● **Instruksi Tertulis 1**:
Jawablah pertanyaan berikut berdasarkan kutipan dokumen di bawah.
(a) Pada hari apa Market Day diadakan di sekolah?
(b) Berapa harga pudding cokelat yang ditawarkan murid kelas IV A?
(c) Menurut penulis, apa yang terpenting dari semua hal yang dibutuhkan untuk menjadi guru yang baik dan layak dicintai?

"Tidak ada yang sempurna di dunia.. Jika begitu adanya, mengapa masih mengharap berlebih dari apa yang sudah diberi oleh-Nya? Sekalipun masalah yang menyapa, ia bukan masalah yang tak ada jalan keluarnya. Karena pada-Nya saja, kita mengharap dan meminta.."

Postingan Populer

Pengikut

Mengawali tulisanku, dari sebuah kisah yang kualami hari ini. Di sekolah sesuai jadwal, bahwa hari kamis ini ada Market Day… Yakni program rutin berupa pasar kaget yang dikelola oleh murid-murid sebagai penjualnya.

Salah satu muridku yang berada di kelas IV A tiba-tiba datang menghampiri, “Miss Deasy, mau beli pudding cokelatku gak? Murah aja kok Cuma dua ribu. Belum habis nih daganganku”. Aku pun iba, sekaligus senang melihat antusias murid-muridku yang lainnya menjajaki dagangannya ke guru-guru dengan beragam cara berbeda. Tanpa ba bi bu, aku keluarkan selembaran uang dua ribu yang ada di saku bajuku. Kemudian muridku itu memberikan puddingnya padaku, sambil berbisik; “Miss Deasy, ini ada gratisannya… Buat miss aja.” Subhanalloh, aku beli satu pudding lalu dapet gratis satu pudding lagi. Luar biasa kebaikan yang sederhana dicontohkan oleh muridku ini.

Dari situlah aku berfikir, alasan apa yang membuatnya mau memberikan gratis puddingnya itu ya? Padahal murid-murid lain tak bersikap seperti dia. Aku bertanya-tanya? Apa aku sudah menjadi guru yang layak dicintainya???

Ya. Menjadi guru bagiku adalah sebuah seni, sehingga menjadi guru yang baik yang layak dicintai itu melibatkan panggilan, kemampuan intelektual dan penguasaan materi, karakter, talenta dan kemampuan dalam berkomunikasi. Dari semua itu yang terpenting adalah karakter guru itu sendiri.

● **Instruksi Tertulis 2**:
Sajikan semua entri di bawah sebagai CSV dua kolom bernama masukan dan keluaran, satu baris per entri, dengan teks entri di kolom masukan dan jawabannya di kolom keluaran. Tulis setiap nilai dalam satu field berkutip dan ganti setiap baris baru dengan spasi.

● **Data yang Disediakan**:
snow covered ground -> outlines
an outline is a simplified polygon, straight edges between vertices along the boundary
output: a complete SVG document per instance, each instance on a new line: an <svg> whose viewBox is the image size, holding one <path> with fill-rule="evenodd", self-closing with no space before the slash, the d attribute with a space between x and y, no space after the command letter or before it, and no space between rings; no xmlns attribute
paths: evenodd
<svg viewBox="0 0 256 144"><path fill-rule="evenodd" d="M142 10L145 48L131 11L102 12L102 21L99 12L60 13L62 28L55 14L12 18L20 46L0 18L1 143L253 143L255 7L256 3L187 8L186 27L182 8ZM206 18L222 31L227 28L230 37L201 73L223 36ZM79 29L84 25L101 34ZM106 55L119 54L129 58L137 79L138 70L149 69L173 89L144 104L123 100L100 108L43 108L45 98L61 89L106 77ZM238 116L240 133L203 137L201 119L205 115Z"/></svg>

● **Penyelesaian Lengkap 1**:
(a) Hari Kamis.
(b) Dua ribu.
(c) Karakter guru itu sendiri.

● **Penyelesaian Lengkap 2**:
masukan,keluaran
"snow covered ground -> outlines an outline is a simplified polygon, straight edges between vertices along the boundary output: a complete SVG document per instance, each instance on a new line: an <svg> whose viewBox is the image size, holding one <path> with fill-rule=""evenodd"", self-closing with no space before the slash, the d attribute with a space between x and y, no space after the command letter or before it, and no space between rings; no xmlns attribute paths: evenodd","<svg viewBox=""0 0 256 144""><path fill-rule=""evenodd"" d=""M142 10L145 48L131 11L102 12L102 21L99 12L60 13L62 28L55 14L12 18L20 46L0 18L1 143L253 143L255 7L256 3L187 8L186 27L182 8ZM206 18L222 31L227 28L230 37L201 73L223 36ZM79 29L84 25L101 34ZM106 55L119 54L129 58L137 79L138 70L149 69L173 89L144 104L123 100L100 108L43 108L45 98L61 89L106 77ZM238 116L240 133L203 137L201 119L205 115Z""/></svg>"